[Stated task] Each record below should be repeated precisely as written.

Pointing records
* * * *

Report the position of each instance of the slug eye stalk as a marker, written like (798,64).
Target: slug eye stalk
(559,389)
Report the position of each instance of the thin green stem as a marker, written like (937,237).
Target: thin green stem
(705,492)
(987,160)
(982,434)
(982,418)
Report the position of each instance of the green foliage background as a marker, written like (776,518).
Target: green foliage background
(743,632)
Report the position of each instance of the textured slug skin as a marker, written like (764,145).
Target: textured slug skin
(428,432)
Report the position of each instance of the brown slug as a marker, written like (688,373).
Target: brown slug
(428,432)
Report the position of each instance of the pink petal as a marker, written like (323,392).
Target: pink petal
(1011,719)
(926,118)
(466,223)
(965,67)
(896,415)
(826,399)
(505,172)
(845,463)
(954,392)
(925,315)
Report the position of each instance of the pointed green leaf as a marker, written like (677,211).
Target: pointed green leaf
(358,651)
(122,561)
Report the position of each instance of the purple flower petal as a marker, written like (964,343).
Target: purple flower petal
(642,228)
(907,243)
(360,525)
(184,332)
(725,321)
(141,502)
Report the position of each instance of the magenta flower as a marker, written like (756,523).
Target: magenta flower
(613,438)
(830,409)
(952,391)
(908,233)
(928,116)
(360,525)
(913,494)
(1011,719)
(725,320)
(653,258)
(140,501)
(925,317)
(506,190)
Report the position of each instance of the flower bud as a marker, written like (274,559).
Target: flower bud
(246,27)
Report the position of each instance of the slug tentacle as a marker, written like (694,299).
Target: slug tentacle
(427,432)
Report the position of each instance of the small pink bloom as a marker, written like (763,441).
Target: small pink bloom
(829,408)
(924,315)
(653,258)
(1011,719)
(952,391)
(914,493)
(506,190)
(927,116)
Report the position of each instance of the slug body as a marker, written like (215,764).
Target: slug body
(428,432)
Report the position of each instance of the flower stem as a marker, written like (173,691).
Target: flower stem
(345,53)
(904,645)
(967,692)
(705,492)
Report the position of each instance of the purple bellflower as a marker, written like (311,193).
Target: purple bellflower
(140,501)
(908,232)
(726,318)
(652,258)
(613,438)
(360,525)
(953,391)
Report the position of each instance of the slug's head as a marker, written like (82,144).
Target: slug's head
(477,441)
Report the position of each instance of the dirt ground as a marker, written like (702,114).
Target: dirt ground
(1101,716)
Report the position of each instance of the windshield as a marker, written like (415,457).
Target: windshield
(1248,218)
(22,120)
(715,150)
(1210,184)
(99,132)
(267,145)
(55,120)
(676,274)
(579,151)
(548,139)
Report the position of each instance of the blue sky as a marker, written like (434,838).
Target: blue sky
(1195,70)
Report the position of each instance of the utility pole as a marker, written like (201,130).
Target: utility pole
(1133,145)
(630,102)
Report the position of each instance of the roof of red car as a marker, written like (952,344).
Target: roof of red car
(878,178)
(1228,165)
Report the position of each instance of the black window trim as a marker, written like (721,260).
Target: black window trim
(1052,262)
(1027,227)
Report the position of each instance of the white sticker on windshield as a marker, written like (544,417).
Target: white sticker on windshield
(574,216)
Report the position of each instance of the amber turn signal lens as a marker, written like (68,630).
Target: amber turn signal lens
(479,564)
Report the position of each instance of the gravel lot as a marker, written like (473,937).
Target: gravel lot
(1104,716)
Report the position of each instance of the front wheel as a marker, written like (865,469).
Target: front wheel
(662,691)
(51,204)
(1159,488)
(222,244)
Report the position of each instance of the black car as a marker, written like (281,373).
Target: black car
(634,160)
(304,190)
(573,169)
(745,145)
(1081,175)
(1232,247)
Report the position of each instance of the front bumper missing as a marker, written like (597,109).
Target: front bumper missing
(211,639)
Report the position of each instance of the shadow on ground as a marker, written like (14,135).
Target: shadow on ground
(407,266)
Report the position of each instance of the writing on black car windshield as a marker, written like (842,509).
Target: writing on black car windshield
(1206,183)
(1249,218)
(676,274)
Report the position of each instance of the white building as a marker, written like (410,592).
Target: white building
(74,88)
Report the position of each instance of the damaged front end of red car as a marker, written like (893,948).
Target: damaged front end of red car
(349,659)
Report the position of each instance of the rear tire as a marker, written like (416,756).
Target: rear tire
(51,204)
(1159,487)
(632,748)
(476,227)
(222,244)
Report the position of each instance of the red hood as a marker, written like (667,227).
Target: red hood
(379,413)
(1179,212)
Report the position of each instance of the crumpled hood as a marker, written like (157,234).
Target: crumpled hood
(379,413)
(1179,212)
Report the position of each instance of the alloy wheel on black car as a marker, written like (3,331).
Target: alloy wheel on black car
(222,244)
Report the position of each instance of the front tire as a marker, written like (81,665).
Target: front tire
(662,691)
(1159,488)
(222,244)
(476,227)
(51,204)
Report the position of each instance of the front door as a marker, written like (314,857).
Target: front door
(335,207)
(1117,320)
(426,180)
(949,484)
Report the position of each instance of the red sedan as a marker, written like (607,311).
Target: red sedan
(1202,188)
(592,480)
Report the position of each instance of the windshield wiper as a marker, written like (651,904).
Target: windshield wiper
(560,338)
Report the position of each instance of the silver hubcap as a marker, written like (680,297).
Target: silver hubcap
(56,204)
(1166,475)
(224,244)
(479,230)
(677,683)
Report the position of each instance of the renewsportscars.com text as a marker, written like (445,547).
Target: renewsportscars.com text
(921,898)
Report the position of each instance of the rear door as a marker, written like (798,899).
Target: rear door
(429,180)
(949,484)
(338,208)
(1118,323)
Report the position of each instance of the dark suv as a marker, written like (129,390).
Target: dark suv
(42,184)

* * * *

[Reply to the task]
Report the position of each instance of the slug eye stalk as a marker, written like (798,64).
Target: slug eye stalk
(559,389)
Report the position of each instance of the thin green stem as a marker, written like (937,237).
Target: thin green stem
(705,492)
(987,160)
(982,434)
(982,418)
Report the position of each instance of the green foliage background as a marker, written like (776,518).
Target: green foliage background
(743,632)
Report the position of each instance of the textured slug skin as a marker, written like (764,145).
Target: textured slug skin
(428,432)
Report the position of each instance of the brown slug as a marker, written like (688,373).
Target: brown slug
(428,432)
Report the position of each instance of the pink petal as a marker, written like (323,392).
Target: pink petal
(1011,719)
(926,118)
(466,223)
(965,67)
(896,415)
(826,399)
(505,172)
(845,463)
(954,392)
(925,315)
Report the position of each instance of the pointed green leaf as a marker, written like (677,211).
Target: pointed green leaf
(358,651)
(122,561)
Report the position of each instance of the purple flower petal as a marker, written like (964,343).
Target: purple flower petal
(642,228)
(907,243)
(360,525)
(184,332)
(725,321)
(141,502)
Report the position of each instance of the magenta flower as a marker, written like (756,523).
Target: magenta flower
(613,438)
(830,409)
(952,391)
(908,233)
(928,116)
(360,525)
(913,494)
(1011,719)
(725,320)
(653,258)
(140,501)
(925,317)
(506,190)
Report the position of each instance of the flower bud as a marker, written like (274,559).
Target: flower bud
(246,27)
Report the position of each instance of the slug tentacle as a marker, written like (694,299).
Target: slug tentacle
(427,432)
Report the position of each instance of the small pink bloom as a marker, written like (763,441).
Target: small pink bloom
(829,408)
(924,315)
(653,258)
(1011,719)
(952,391)
(914,493)
(506,190)
(927,116)
Report the position of each instance of the slug body as a marker, written like (215,764).
Target: slug body
(428,432)
Report the position of each instance of the flower stem as a marker, written like (173,691).
Target: flower stem
(345,53)
(904,645)
(967,692)
(705,492)
Report the position of each instance of the purple bellflower as a marker, written like (311,193).
Target: purple bellflower
(140,501)
(908,232)
(726,318)
(652,258)
(613,438)
(360,525)
(953,391)
Report the position of each instance of the slug's head as a marker, written like (82,144).
Target: slug's head
(477,441)
Report the position of each instance of the dirt ground as a marker, written like (702,114).
Target: dirt ground
(1101,716)
Report the position of each instance of the windshield as a marker, written like (415,457).
Target: windshield
(1248,218)
(22,120)
(715,150)
(1210,184)
(99,132)
(267,145)
(55,120)
(676,274)
(579,151)
(548,139)
Report the position of each instance of the blue sky as a marker, written like (434,838).
Target: blue sky
(1195,70)
Report the position of each instance of the utility pole as a marker, written like (201,130).
Target: utility pole
(1133,145)
(630,102)
Report the position of each instance of the roof of red car as a marker, written like (952,344).
Target: roof of red car
(878,178)
(1228,165)
Report the position of each instance of the black window trim as a marker, written like (721,260).
Target: black window trim
(1052,262)
(1027,227)
Report the position of each instance of the white sticker on windshield as a marker, written like (544,417).
Target: white sticker on windshield
(574,216)
Report the position of each instance of the amber turn signal lens as a marker, written like (68,630).
Target: amber turn signal lens
(479,564)
Report the position of each instance of the gravel lot as a marker, written like (473,937).
Target: gravel lot
(1104,716)
Report the position of each instance of the front wheel as a marker, written like (865,469).
Target: front wheel
(662,691)
(51,204)
(1159,488)
(222,244)
Report the position of each instance of the black car as a marker, written like (281,373).
Target: black car
(634,160)
(304,190)
(573,169)
(745,145)
(1081,175)
(1232,247)
Report the position of each instance of the front bumper missing as a marker, written like (597,109).
Target: front bumper missing
(211,639)
Report the position of each instance of the shadow on ground as a marker, written like (14,135).
Target: shadow on ground
(407,266)
Report the position of each instance of the writing on black car windshield as a marker, written like (842,509).
Target: writing on black car windshield
(1206,183)
(1249,218)
(676,274)
Report the position of each instance of the white building as a marker, written like (410,592).
Target: white building
(74,88)
Report the position of each instance of the damaged front end of red car as a marker, written like (893,948).
Target: damaged front end of red car
(349,659)
Report the position of each instance of the rear tire as a marker, written like (416,756).
Target: rear tire
(51,204)
(1159,487)
(632,748)
(476,227)
(222,244)
Report the position of each instance of the red hood as a marker, written like (667,227).
Target: red hood
(379,413)
(1179,212)
Report the position of each instance of the crumpled hood as a marker, written like (157,234).
Target: crumpled hood
(379,413)
(1179,212)
Report the position of each instance of the alloy wheel on black car as a marker, written like (3,331).
Target: alloy wheel on black car
(222,244)
Report the position of each instance of the front tire as a marker, written like (81,665).
Target: front tire
(662,691)
(1159,488)
(222,244)
(476,227)
(51,204)
Report the position of each instance of the front door as a marker, written like (314,857).
Target: front door
(335,207)
(1117,320)
(426,180)
(949,484)
Report the position of each instance of the red sedan as a marker, written like (607,311).
Target: red sedan
(1202,188)
(592,480)
Report the position of each instance of the windshield wiper as a marker, written like (651,904).
Target: windshield wiper
(560,338)
Report the position of each instance of the silver hubcap as a marker, written like (680,297).
Target: silver hubcap
(56,204)
(1166,475)
(224,244)
(479,230)
(677,683)
Report the position of each instance of the renewsportscars.com text as a marker, written like (445,547).
Target: renewsportscars.com text
(921,898)
Report the position of each instance of the rear door as a marker, written like (798,899).
Target: rear door
(429,180)
(949,484)
(338,208)
(1118,323)
Report the position of each instance of the dark suv as a marker, written like (129,390).
Target: dark suv
(42,184)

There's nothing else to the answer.